▸ Work to be completed:
Extract every line below word for word, leaving out the pictures.

--- Begin ---

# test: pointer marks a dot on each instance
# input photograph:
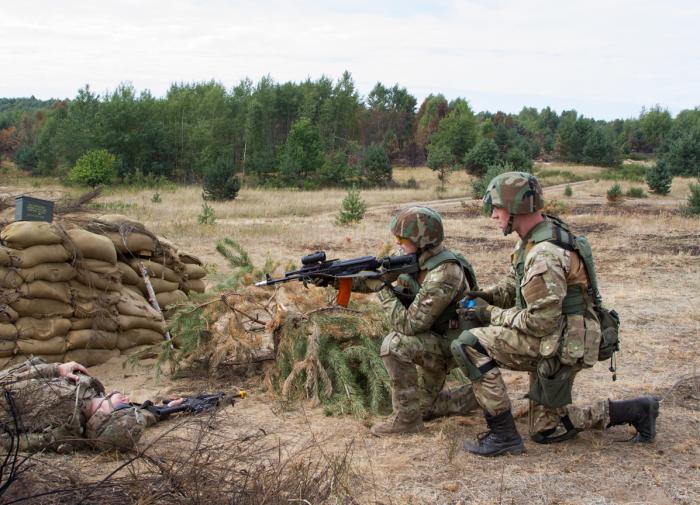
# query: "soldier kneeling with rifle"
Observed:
(60, 407)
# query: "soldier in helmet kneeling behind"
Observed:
(60, 407)
(542, 318)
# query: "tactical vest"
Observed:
(441, 324)
(553, 230)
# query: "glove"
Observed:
(375, 285)
(484, 295)
(481, 312)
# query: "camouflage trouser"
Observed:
(514, 350)
(417, 390)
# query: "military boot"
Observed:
(502, 437)
(640, 412)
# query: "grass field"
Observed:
(648, 259)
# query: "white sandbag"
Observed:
(92, 245)
(30, 328)
(35, 255)
(42, 307)
(23, 234)
(90, 339)
(52, 272)
(139, 336)
(194, 271)
(129, 275)
(91, 357)
(55, 345)
(10, 278)
(8, 331)
(59, 291)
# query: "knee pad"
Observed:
(459, 352)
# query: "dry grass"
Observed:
(649, 270)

--- End ---

▸ Task output:
# test: pointer marks a dot on each instance
# input photograph:
# query: "soldier kneeling with rifle"
Observed:
(60, 407)
# query: "soldier in helmet kneeling behind"
Observed:
(60, 407)
(542, 318)
# query: "tactical vest"
Observed:
(441, 324)
(553, 230)
# query: "glove"
Observed:
(375, 285)
(484, 295)
(481, 312)
# query: "camouflage trouser"
Observed:
(514, 350)
(417, 390)
# query: "military boot"
Observed:
(502, 437)
(640, 412)
# query: "grass field"
Observed:
(648, 259)
# query: "white sandbag"
Observed:
(92, 245)
(30, 328)
(35, 255)
(42, 307)
(23, 234)
(90, 339)
(52, 272)
(139, 336)
(194, 271)
(129, 275)
(91, 357)
(55, 345)
(10, 278)
(8, 331)
(59, 291)
# query: "knee pad"
Observed:
(459, 352)
# query: "dry grass"
Observed:
(649, 270)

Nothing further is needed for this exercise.